━━ 原文

僕がいつも大切にしていることを、まずひとつ挙げましょう。

それは、「人は簡単には動いてくれない」ということを、当たり前のように受け入れることです。

「人は簡単には動いてくれないことを受け入れる」とは、「人は動かなくて当たり前」「言葉は伝わらなくて当たり前」と考えられるようになるということです。

たとえばみんなで協力し合って何か達成しないといけないとき、やる気のないメンバーが混じっているとついイライラしませんか。とくに仕切り役の人はイライラするでしょう。

さらに、そのメンバーに「ちゃんとやってよ」とお願いしても態度が変わらないと、さらにイライラするはずです。

でも、いまの僕はそんなときでもほとんどイライラしなくなりました。

人は性格や考え方、その日の気分、目標などがバラバラなのは当たり前で、リーダーの思い通りに動くことなどありえないし、リーダーが一生懸命説明しても、その言葉の多くは相手に刺さらないという事実を僕は知っているからです。

ここは大事なところなので、もう一度言います。

人はみんな違います。

だから人は簡単には動きませんし、言葉も簡単には伝わりません。

そもそもメンバーには、リーダーの意見に同意したり、命令に従ったりする義務はありません。

そうした事実をすべて受け入れたうえで、チームを機能させていくのがリーダーの役割です。

冷静に考えると当たり前なのですが、ほとんどの人がそのことに気づいていません。ときには「熱く語れば言葉は伝わる」「圧力をかければ人は動く」と思い込んでいる。前提にしている考え方が違っているので、いざリーダーになったときに苦労することになるんですね。

「簡単には動かない人」を動かす方法について、「簡単には伝わらない言葉」を伝える方法について、もう少し踏み込んで考えてみましょう。

━━━━
━━ 提供データ

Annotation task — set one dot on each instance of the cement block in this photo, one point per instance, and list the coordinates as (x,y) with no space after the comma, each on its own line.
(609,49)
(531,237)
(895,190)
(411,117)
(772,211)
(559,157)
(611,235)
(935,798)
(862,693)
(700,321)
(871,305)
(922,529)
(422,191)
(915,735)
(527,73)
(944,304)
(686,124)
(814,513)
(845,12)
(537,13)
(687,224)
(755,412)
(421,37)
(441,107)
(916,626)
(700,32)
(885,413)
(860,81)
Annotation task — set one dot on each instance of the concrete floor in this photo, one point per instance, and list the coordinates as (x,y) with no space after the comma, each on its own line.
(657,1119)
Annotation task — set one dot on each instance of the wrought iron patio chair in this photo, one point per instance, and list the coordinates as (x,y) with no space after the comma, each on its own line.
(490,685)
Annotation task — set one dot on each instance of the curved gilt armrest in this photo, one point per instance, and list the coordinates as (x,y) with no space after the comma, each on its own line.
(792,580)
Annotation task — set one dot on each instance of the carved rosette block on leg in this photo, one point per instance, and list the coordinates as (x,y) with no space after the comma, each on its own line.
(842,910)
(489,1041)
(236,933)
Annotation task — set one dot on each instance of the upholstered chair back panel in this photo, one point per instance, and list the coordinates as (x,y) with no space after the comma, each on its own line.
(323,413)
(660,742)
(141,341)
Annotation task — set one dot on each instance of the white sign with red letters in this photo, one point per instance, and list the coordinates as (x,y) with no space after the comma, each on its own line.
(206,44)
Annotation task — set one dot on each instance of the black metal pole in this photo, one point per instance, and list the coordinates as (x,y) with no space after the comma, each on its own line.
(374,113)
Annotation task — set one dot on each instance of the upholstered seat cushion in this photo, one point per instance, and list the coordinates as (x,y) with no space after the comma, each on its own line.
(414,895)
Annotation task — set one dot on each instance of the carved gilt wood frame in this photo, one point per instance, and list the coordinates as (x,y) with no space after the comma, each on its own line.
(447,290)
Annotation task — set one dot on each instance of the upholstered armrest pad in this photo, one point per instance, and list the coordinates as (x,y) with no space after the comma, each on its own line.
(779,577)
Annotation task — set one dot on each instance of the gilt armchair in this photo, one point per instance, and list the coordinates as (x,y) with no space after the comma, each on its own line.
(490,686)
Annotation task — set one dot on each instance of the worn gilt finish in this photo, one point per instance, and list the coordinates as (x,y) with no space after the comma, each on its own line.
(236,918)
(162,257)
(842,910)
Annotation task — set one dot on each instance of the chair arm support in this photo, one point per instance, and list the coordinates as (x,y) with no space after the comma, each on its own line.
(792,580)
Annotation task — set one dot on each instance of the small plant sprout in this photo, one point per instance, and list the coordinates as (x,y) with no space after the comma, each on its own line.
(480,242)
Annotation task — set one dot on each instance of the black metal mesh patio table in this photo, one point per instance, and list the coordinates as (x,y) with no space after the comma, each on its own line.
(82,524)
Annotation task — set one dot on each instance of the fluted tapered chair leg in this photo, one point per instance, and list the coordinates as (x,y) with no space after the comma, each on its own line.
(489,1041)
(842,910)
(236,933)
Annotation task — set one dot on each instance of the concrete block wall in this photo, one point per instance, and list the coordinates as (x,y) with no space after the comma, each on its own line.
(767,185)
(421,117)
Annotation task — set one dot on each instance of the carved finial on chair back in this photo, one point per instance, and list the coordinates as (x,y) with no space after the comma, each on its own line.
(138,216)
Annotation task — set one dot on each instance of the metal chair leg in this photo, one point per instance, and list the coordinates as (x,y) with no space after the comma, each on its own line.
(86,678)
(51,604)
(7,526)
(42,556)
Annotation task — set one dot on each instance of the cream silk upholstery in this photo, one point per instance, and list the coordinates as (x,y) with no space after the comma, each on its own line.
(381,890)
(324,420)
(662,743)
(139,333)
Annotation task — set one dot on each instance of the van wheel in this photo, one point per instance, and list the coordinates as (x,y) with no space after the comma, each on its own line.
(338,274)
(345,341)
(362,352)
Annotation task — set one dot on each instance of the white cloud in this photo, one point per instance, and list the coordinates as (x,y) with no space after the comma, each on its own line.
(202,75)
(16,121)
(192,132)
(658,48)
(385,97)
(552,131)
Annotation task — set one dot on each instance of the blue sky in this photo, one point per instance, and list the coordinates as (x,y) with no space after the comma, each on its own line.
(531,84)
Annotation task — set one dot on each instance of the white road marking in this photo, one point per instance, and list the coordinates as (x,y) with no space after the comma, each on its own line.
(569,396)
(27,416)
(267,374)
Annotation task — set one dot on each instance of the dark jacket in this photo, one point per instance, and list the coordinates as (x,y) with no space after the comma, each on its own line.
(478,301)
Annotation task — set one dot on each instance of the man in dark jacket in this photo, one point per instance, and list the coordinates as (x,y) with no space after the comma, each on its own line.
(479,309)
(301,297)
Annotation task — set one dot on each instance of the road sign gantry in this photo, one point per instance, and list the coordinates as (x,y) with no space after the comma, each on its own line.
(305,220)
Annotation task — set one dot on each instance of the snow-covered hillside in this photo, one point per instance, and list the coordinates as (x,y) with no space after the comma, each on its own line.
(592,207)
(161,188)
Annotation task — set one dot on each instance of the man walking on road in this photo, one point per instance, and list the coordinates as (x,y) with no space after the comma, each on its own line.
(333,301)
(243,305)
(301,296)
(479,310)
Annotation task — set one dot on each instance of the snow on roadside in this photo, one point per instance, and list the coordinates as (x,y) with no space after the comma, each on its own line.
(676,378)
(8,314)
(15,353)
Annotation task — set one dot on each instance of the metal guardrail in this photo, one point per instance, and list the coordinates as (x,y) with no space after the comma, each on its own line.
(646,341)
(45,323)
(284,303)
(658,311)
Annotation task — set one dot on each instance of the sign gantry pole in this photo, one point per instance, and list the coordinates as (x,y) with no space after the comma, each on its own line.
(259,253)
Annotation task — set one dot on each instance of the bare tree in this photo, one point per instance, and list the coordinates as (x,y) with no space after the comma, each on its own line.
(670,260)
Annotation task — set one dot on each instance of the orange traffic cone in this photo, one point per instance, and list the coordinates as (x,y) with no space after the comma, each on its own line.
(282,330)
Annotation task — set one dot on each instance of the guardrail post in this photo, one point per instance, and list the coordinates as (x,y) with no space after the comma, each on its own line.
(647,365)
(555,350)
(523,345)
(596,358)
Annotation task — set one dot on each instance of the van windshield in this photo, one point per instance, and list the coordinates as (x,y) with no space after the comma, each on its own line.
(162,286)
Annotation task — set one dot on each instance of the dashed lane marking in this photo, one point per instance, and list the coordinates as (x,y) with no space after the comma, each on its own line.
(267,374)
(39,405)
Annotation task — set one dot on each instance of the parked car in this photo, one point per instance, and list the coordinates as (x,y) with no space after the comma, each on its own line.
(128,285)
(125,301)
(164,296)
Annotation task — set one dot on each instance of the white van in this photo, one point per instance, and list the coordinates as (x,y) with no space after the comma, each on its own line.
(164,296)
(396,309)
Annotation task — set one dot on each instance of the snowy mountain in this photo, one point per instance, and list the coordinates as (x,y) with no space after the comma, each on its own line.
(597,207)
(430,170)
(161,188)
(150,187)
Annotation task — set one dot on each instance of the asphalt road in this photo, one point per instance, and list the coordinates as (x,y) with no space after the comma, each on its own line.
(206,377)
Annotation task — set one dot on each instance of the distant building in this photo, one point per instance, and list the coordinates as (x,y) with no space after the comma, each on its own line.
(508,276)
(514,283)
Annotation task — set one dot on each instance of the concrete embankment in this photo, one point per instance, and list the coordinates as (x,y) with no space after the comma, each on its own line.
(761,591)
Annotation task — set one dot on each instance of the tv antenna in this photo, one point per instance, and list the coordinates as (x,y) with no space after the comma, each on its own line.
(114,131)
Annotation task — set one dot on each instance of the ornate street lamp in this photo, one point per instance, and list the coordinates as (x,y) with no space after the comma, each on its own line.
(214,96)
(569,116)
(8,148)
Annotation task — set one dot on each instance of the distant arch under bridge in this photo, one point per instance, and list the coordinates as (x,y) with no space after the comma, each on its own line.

━━━━

# 作業指示:
1) 原文のうち「さらに、そのメンバーに「ちゃ」を含む語句で始まり「ったりする義務はありません。」で終わる部分を、「リーダー」を「上司」に置き換えて書き直すこと。
2) 提供データの行から文字列「patio」を含むものをすべて探し出し、書き写すこと。

# 解答一覧:
1)
さらに、そのメンバーに「ちゃんとやってよ」とお願いしても態度が変わらないと、さらにイライラするはずです。

でも、いまの僕はそんなときでもほとんどイライラしなくなりました。

人は性格や考え方、その日の気分、目標などがバラバラなのは当たり前で、上司の思い通りに動くことなどありえないし、上司が一生懸命説明しても、その言葉の多くは相手に刺さらないという事実を僕は知っているからです。

ここは大事なところなので、もう一度言います。

人はみんな違います。

だから人は簡単には動きませんし、言葉も簡単には伝わりません。

そもそもメンバーには、上司の意見に同意したり、命令に従ったりする義務はありません。

2)
Annotation task — set one dot on each instance of the wrought iron patio chair in this photo, one point per instance, and list the coordinates as (x,y) with no space after the comma, each on its own line.
Annotation task — set one dot on each instance of the black metal mesh patio table in this photo, one point per instance, and list the coordinates as (x,y) with no space after the comma, each on its own line.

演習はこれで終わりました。